__PROBLEM REQUIREMENTS__
Every entry, exactly as given, must be retyped.

= = =

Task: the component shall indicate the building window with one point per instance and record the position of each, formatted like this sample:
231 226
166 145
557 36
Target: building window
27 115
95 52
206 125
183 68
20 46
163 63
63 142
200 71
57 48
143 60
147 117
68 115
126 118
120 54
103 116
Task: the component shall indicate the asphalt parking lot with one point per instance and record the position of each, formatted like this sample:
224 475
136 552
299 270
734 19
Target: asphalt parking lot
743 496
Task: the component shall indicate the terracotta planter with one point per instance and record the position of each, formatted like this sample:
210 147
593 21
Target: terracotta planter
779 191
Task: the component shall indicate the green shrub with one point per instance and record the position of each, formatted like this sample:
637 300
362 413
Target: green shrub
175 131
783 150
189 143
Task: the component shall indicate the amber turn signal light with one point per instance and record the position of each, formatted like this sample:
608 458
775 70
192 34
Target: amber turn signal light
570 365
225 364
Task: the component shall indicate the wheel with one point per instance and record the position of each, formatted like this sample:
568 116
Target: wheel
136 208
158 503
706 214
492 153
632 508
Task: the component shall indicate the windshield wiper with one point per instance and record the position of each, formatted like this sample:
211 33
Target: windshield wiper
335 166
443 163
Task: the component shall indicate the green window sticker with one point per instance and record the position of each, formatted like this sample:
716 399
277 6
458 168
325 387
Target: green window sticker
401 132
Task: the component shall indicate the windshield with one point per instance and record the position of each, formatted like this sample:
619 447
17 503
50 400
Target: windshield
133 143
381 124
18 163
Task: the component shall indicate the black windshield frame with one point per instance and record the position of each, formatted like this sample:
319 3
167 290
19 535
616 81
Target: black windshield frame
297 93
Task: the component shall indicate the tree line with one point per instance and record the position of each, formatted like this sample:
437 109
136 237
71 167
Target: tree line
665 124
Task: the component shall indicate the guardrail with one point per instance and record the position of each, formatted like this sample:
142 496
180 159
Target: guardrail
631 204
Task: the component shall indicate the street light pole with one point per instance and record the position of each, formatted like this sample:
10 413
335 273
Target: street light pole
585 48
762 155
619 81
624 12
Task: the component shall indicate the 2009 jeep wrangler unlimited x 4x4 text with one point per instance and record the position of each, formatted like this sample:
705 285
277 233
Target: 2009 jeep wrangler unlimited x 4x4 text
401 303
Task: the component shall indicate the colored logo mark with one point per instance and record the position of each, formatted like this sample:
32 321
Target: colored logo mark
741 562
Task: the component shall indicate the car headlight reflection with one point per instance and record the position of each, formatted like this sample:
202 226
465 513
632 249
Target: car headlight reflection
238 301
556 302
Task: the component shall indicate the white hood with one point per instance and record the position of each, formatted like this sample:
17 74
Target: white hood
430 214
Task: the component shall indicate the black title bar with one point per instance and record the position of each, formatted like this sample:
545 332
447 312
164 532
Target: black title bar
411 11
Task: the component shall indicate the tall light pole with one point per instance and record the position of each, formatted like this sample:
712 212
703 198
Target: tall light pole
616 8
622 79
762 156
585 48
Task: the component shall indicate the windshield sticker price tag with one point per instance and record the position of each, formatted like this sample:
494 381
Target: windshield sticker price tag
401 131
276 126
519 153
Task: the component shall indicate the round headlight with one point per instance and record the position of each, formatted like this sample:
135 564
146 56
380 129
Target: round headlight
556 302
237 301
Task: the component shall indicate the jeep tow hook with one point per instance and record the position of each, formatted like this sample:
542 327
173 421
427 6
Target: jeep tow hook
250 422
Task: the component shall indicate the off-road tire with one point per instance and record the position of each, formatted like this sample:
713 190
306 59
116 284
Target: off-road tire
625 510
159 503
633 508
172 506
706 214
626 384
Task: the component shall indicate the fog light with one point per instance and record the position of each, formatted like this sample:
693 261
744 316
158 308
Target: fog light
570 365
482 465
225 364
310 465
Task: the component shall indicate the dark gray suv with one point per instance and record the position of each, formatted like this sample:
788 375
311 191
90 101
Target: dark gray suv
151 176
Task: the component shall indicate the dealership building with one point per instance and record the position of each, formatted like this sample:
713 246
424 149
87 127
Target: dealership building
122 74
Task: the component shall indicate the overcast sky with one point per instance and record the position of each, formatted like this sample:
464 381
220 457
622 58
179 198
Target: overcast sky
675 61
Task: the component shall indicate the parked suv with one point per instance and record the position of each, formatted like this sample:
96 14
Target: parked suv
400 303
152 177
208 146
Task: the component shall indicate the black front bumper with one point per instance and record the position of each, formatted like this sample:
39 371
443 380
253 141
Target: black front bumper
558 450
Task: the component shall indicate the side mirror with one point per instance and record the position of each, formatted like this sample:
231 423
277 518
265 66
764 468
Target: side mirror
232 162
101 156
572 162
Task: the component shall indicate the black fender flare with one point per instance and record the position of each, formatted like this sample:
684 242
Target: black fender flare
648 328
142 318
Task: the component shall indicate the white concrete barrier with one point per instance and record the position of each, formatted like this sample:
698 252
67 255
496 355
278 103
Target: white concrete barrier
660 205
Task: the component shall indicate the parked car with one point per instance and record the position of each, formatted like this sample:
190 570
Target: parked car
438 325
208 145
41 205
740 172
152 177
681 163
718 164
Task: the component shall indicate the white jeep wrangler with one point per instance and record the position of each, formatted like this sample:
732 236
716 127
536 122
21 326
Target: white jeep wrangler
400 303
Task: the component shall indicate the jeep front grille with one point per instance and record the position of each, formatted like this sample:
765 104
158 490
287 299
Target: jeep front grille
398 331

= = =

__SOLUTION FOR THIS TASK__
Task: the component shall indicate the building window with one point per instance and record the position of each, formatted like this sample:
231 226
166 145
557 36
Target: building window
27 115
95 52
206 125
183 68
20 46
163 63
63 142
200 71
57 48
143 60
147 117
68 115
126 118
120 54
103 116
Task: the component shall indicate the asphalt parking lot with one point per instance and record the position of each, formatted like this sample:
224 475
136 552
299 270
734 19
Target: asphalt parking lot
743 496
Task: the component shall indicate the terracotta planter with one point per instance and record the position of each, formatted like this sample:
210 147
593 21
Target: terracotta planter
779 191
Task: the component shall indicate the green shrub with one point per instance and record the position of each, formatted like this sample:
637 300
362 413
Target: green shrub
175 131
783 150
189 143
Task: the component shall indicate the amber turn signal light with one point per instance and record the position of each, formatted like this sample:
608 458
775 70
192 34
Target: amber turn signal light
570 365
225 364
Task: the component shall indicate the wheel with one point per instance and record the position of each, formatted like this sample:
568 116
Target: wheel
136 208
158 503
706 214
492 153
632 508
Task: the component shall indicate the windshield wiper with one point per instance and record the position of each, formatted like this sample:
211 33
Target: windshield wiper
335 166
443 163
Task: the component shall indicate the green window sticker with one point per instance and record the position of each, formatted like this sample:
716 399
277 6
458 168
325 387
Target: green window sticker
401 132
Task: the component shall indicate the windshield with one point per instance and record the position of each, formatted like this sample:
619 447
17 503
50 400
Target: windshield
133 143
381 124
18 163
Task: the component shall indicate the black windshield frame with one point per instance and record the position of each, formatted like this sample:
319 3
167 290
19 535
616 81
Target: black windshield frame
297 93
Task: the component shall indicate the tree line with one point per instance and record the position of each, formatted like this sample:
437 109
136 237
71 167
Target: tree line
665 124
Task: the component shall indicate the guardrail with one point per instance and record the position of each, formatted like this sample:
142 496
180 159
Target: guardrail
631 204
Task: the component shall indicate the street light pole with one point per instance and record the position of each, formatted like this sample:
10 413
335 273
Target: street light pole
585 48
762 155
619 81
624 12
Task: the component shall indicate the 2009 jeep wrangler unlimited x 4x4 text with one point per instance and record the position of each, formatted like this sample:
705 285
277 233
Target: 2009 jeep wrangler unlimited x 4x4 text
401 303
Task: the component shall indicate the colored logo mark with one point per instance and record the position of each, formatted like this sample:
32 321
Target: colored logo mark
741 562
Task: the component shall indicate the car headlight reflection with one point per instance and record the position of each, formatted like this sample:
202 226
465 513
632 249
Target: car headlight reflection
238 301
556 302
Task: the component shall indicate the white hood with one point per instance and record the position of each, formatted like this sample:
17 74
Target: white hood
430 214
Task: the component shall indicate the black title bar with one point per instance and record the position of each, formatted like this sample:
545 332
447 312
164 532
Target: black title bar
411 11
Task: the component shall indicate the tall light pole with one point per instance and record the position of each, formatted like this sample:
712 212
703 198
Target: tall light pole
616 8
622 79
762 156
585 48
Task: the component shall indicate the windshield sticker price tag with one point per instance and record the position of each, formatted like this sample:
494 381
Target: windshield sticker price tag
401 131
276 126
519 153
Task: the component shall indicate the round headlight with one point per instance and record the position of each, formatted like this sample:
135 564
146 56
380 129
Target: round headlight
556 302
237 301
Task: the component shall indicate the jeep tow hook with one point per instance and record the position of each, formatted like this sample:
542 327
173 421
427 6
Target: jeep tow hook
250 422
Task: the component shall indicate the off-road tire with one point per instance and record the position of each, formatted like this sample:
713 190
306 59
116 284
Target: off-road tire
625 510
159 503
633 508
172 506
706 214
626 384
Task: the component shall indicate the fog light with one point per instance and record the position of each, formatted like this sample:
693 261
744 316
158 308
Target: fog light
570 365
482 465
225 364
310 465
Task: the component shall indicate the dark gray suv with one point per instance and record the position of each, formatted like this sample:
788 375
311 191
90 101
Target: dark gray suv
151 176
Task: the component shall indicate the dealership building with one point per instance and record the position of each, formatted like this sample:
713 246
424 149
87 127
Target: dealership building
122 74
Task: the component shall indicate the overcast sky with one point per instance and record the position of each, formatted like this sample:
464 381
220 457
622 58
179 198
Target: overcast sky
675 61
Task: the component shall indicate the parked suv with one point per instance and record the position of each, formatted like this sample:
96 14
Target: parked suv
400 303
152 177
208 146
Task: the component shall indicate the black front bumper with one point per instance and record the position of each, formatted like this sample:
39 371
443 380
253 141
Target: black front bumper
558 450
Task: the component shall indicate the side mirror with one point per instance and record the position of each, formatted like this sample:
231 423
277 518
265 66
764 468
Target: side mirror
232 162
101 156
572 162
Task: the component shall indicate the black fender flare with one point per instance and record the position of each, formatted like this sample:
684 242
Target: black fender flare
648 328
142 318
Task: the component shall indicate the white concrete barrier with one point per instance and record the position of each, formatted like this sample:
698 252
67 255
496 355
278 103
Target: white concrete barrier
660 205
Task: the component shall indicate the parked car with one point per instance and record the position of each, formatted like this sample:
190 570
Target: parked car
438 325
208 145
41 205
740 172
152 177
681 163
718 164
Task: the component shall indicate the white jeep wrangler with one point per instance and record the position of each, formatted like this sample:
732 236
716 127
536 122
21 326
Target: white jeep wrangler
400 303
Task: the component shall indicate the jeep front grille with one point per instance and record the position of each, formatted like this sample:
765 104
158 490
287 299
Target: jeep front grille
398 331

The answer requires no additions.